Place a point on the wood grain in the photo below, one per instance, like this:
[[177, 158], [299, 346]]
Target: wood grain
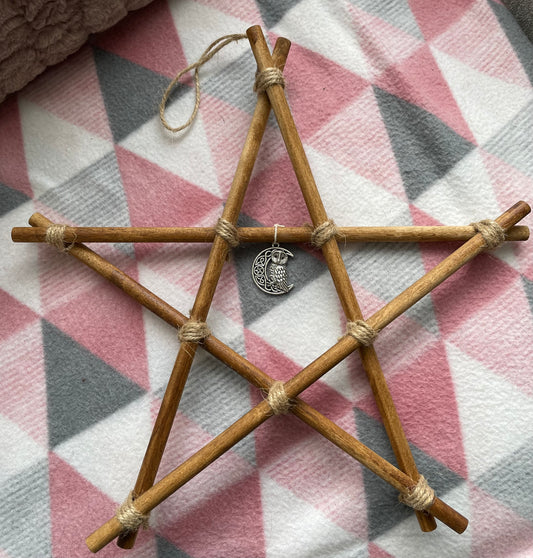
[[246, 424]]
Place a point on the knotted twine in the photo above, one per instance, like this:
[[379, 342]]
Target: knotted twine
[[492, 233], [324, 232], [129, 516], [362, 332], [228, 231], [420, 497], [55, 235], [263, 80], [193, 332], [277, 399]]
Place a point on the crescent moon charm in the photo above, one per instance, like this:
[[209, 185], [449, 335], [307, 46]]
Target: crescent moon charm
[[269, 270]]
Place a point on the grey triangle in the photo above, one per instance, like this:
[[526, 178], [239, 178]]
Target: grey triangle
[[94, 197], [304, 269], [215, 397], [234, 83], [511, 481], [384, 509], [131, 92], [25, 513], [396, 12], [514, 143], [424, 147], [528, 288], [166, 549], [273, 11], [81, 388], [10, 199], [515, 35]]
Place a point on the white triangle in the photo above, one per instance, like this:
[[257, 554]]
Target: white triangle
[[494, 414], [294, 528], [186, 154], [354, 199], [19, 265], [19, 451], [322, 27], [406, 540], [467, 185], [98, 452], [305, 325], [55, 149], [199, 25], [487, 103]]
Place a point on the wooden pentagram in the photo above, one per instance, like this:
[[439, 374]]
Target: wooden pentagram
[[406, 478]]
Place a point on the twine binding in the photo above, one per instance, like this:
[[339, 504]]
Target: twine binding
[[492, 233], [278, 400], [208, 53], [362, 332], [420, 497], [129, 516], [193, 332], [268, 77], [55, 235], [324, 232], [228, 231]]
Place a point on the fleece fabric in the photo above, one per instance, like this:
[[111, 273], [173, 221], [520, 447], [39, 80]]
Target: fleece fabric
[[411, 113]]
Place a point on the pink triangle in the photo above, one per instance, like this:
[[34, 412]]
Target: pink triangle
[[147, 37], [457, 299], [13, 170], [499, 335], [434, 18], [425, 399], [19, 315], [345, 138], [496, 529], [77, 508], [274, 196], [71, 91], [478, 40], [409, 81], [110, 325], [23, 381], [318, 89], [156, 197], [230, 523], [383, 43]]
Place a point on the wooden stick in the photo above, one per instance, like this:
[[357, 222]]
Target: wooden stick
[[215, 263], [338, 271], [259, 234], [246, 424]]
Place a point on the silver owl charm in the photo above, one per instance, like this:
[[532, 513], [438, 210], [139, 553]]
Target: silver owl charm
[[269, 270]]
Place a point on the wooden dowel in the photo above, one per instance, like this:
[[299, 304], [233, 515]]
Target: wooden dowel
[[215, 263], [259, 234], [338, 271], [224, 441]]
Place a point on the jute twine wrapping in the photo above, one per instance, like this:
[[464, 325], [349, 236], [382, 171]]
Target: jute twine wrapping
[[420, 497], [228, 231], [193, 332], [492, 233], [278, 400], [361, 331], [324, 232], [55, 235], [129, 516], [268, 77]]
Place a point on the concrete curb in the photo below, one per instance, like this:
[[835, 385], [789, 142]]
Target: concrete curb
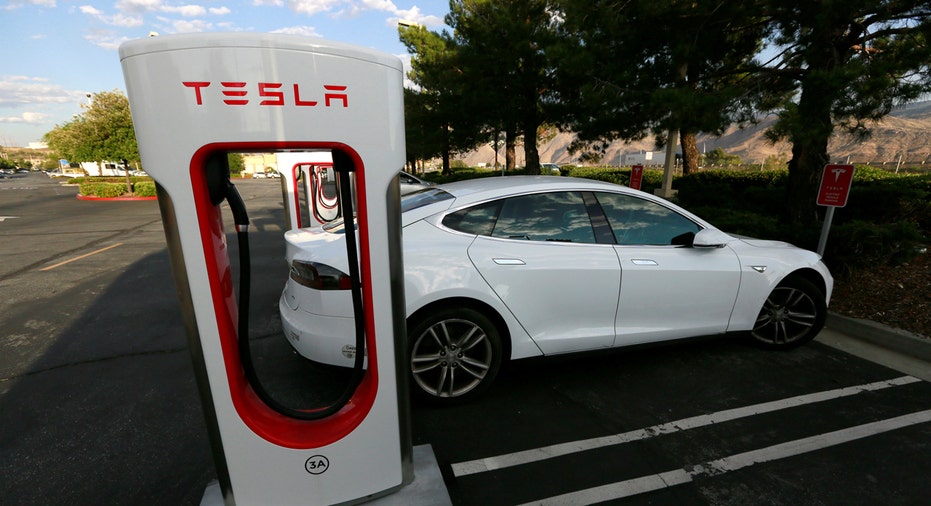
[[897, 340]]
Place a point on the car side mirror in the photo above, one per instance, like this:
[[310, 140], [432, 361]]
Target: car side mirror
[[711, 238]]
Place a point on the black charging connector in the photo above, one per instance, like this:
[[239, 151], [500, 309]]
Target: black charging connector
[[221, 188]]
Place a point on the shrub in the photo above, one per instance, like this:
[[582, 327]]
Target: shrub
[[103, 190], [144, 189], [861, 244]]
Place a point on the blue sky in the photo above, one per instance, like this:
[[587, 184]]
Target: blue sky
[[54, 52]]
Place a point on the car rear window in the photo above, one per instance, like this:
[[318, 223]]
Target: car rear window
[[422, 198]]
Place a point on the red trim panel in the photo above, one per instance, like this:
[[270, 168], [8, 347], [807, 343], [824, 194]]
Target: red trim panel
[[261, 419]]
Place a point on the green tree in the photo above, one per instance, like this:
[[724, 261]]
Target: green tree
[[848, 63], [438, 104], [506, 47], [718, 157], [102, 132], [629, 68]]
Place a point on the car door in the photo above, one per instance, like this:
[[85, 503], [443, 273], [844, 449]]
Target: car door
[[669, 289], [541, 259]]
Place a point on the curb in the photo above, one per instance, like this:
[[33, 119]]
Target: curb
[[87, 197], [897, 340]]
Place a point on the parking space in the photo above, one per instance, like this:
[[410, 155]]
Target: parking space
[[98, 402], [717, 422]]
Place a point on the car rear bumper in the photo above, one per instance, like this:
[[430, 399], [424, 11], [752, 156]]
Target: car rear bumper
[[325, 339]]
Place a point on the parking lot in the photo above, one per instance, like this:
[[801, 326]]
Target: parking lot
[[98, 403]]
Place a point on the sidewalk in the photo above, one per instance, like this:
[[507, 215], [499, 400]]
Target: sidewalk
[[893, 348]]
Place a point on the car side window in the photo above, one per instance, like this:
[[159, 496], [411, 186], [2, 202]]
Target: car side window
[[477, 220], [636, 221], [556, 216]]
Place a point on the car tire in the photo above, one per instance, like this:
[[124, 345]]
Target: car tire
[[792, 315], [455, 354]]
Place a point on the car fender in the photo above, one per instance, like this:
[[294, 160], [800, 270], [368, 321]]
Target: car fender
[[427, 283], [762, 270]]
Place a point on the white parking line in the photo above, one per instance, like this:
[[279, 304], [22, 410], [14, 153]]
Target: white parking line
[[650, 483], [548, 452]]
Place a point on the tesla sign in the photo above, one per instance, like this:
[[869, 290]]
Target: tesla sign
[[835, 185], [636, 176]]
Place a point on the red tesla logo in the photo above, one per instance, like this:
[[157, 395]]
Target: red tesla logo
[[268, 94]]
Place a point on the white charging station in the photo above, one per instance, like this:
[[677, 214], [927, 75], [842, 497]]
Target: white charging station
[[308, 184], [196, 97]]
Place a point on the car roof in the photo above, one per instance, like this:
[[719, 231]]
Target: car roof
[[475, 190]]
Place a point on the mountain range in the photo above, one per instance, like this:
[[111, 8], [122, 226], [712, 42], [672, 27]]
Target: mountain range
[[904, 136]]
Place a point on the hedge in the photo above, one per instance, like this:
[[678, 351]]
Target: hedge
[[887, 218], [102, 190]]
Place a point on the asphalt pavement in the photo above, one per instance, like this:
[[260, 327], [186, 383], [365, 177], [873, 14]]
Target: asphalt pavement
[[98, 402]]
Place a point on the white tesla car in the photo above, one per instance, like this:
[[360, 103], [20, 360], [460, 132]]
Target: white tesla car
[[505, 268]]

REQUIRED TASK:
Copy out every item above word for word, leaving out the pictures.

WRITTEN RESPONSE:
Place a point on the wood grain in the photo below, one per instance, like this:
[[177, 158], [299, 346]]
Target: wood grain
[[246, 424]]
Place a point on the knotted twine in the photo above, one per instance, like this:
[[379, 342]]
Target: knotted twine
[[492, 233], [324, 232], [129, 516], [362, 332], [228, 231], [420, 497], [55, 235], [263, 80], [193, 332], [277, 399]]
Place a point on the crescent moon charm in the photo above, one per instance, like this:
[[209, 185], [449, 335], [307, 46]]
Target: crescent moon charm
[[269, 270]]
Place a point on the grey triangle in the photo above, one per instance, like this:
[[526, 178], [239, 178]]
Target: grey triangle
[[94, 197], [304, 269], [215, 397], [234, 83], [511, 481], [384, 509], [131, 92], [25, 513], [396, 12], [514, 143], [424, 147], [528, 288], [166, 549], [273, 11], [81, 388], [10, 199], [515, 35]]
Place a point on the white triangle in the photo above, one per instance, like this:
[[257, 554]]
Target: white triangle
[[494, 414], [294, 528], [186, 154], [354, 199], [19, 265], [19, 451], [322, 27], [406, 540], [467, 185], [98, 452], [305, 325], [55, 149], [199, 25], [487, 103]]
Place a point on the wooden pentagram in the photo above, one per instance, like this:
[[439, 374]]
Target: wooden pentagram
[[406, 478]]
Place a point on the twine binding in the photo above, one per instance, like this:
[[339, 504]]
Target: twine binding
[[492, 233], [278, 400], [208, 53], [362, 332], [420, 497], [129, 516], [193, 332], [268, 77], [55, 235], [324, 232], [228, 231]]
Place a point on the fleece fabric in the photo above, one per instance, like this:
[[111, 273], [173, 221], [520, 447], [39, 80]]
Target: fleece fabric
[[411, 113]]
Place a point on the pink triangle in the photo above, one per instance, like this:
[[34, 412]]
Target: pink triangle
[[147, 37], [457, 299], [13, 170], [499, 335], [434, 18], [425, 399], [19, 315], [345, 138], [496, 529], [77, 508], [274, 196], [71, 91], [478, 40], [409, 81], [110, 325], [23, 381], [318, 89], [156, 197], [230, 523], [383, 43]]
Place a point on the wooden stick in the photo above, one per instance, like this:
[[357, 222]]
Target: wooden stick
[[215, 263], [338, 271], [259, 234], [246, 424]]
Place a point on the silver owl charm in the photo above, one per instance, like this:
[[532, 513], [438, 210], [139, 553]]
Target: silver owl charm
[[269, 270]]
Place a point on the wooden dowel in the photo above, one per instance, like this:
[[299, 304], [233, 515]]
Target: wooden dowel
[[215, 263], [259, 234], [338, 271], [224, 441]]
Place a point on the jute twine wrapping in the photo above, one per instance, like this:
[[464, 325], [349, 236], [382, 171]]
Target: jute twine wrapping
[[420, 497], [228, 231], [193, 332], [492, 233], [278, 400], [361, 331], [324, 232], [55, 235], [129, 516], [268, 77]]
Place a point on the concrete curb in the photo below, one per instance, like this:
[[835, 385], [789, 142]]
Target: concrete curb
[[897, 340]]
Place a point on the car side mirror in the photo above, one per instance, like this:
[[310, 140], [432, 361]]
Target: car side mirror
[[711, 238]]
Place a point on the black charging connector in the photo above, one per instance, like this:
[[239, 151], [500, 309]]
Target: black charging connector
[[221, 188]]
Place a point on the shrub in the photo above, one per instance, like this:
[[582, 327]]
Target: shrub
[[103, 190], [144, 189], [861, 244]]
Place a point on the blue sky in the photo above, one per instance, like this:
[[587, 184]]
Target: blue sky
[[54, 52]]
Place a point on the car rear window in the photo above, one per instance, like this:
[[318, 223]]
Target: car rear window
[[422, 198]]
Place a point on the red trim panel in the photo above, one per instance, like this:
[[270, 168], [8, 347], [807, 343], [824, 194]]
Target: red trim panel
[[261, 419]]
Place a point on the green tree in the photo above, one per instance, like this:
[[724, 261]]
Target: green tree
[[848, 63], [438, 104], [506, 47], [718, 157], [102, 132], [629, 68]]
Place a point on the car door in the photo above, one per instance, like this:
[[85, 503], [443, 273], [844, 449]]
Target: car door
[[669, 289], [541, 259]]
Place a point on the curb in the photo above, one per instance, like this:
[[33, 119]]
Target: curb
[[87, 197], [897, 340]]
Place a point on the parking space in the photo above, one per instance, like this:
[[410, 155]]
Target: parking space
[[98, 402], [717, 422]]
Place a point on the car rear bumper in the photo above, one per instance, like this:
[[430, 399], [424, 11], [752, 156]]
Target: car rear bumper
[[325, 339]]
Place a point on the parking lot in the photo above, one per instance, like this:
[[801, 326]]
Target: parking lot
[[98, 403]]
Place a point on the sidewalk in the photo above, one per instance, like this:
[[507, 215], [499, 400]]
Target: sidewalk
[[893, 348]]
Place a point on the car side window in the photo above, one per instance, like this:
[[159, 496], [411, 186], [2, 202]]
Target: car side window
[[477, 220], [636, 221], [556, 216]]
Place a point on the car tire in the photo above, one per instance, like this:
[[124, 345]]
Target: car tire
[[792, 315], [455, 354]]
Place a point on the car fender in the photo above, one per instance, like this:
[[294, 160], [800, 270], [368, 321]]
Target: car fender
[[427, 283], [762, 270]]
Place a point on the white parking line in the photo above, one per instance, like this:
[[279, 304], [22, 410], [14, 153]]
Target: white parking line
[[650, 483], [548, 452]]
Place a point on the tesla sign in the photo above, one per instance, like this:
[[869, 290]]
Target: tesla sign
[[835, 185], [636, 176]]
Place a point on the red tesla logo in the photo above, one per instance, like this:
[[157, 395]]
Target: red tesla logo
[[268, 94]]
Place a point on the white charging station in the photo above, one per instance, like this:
[[677, 214], [927, 75], [842, 497]]
Target: white charging station
[[308, 184], [196, 97]]
Place a point on the car roof in the photo above, one per instance, like this:
[[719, 231]]
Target: car roof
[[475, 190]]
Place a point on the mountain range in the photo above, one per instance, like this:
[[111, 8], [122, 226], [712, 42], [672, 27]]
Target: mountain range
[[904, 136]]
Place a point on the hedge in the photo above, one per instance, like this:
[[678, 351]]
Target: hedge
[[887, 218], [102, 190]]
Place a point on the asphalt pavement in the photo above, one per instance, like this:
[[260, 327], [186, 383], [365, 177], [873, 14]]
Target: asphalt pavement
[[98, 402]]
Place a point on the white tesla car in the photo above, one per instance, like this:
[[360, 103], [20, 360], [460, 132]]
Target: white tesla car
[[505, 268]]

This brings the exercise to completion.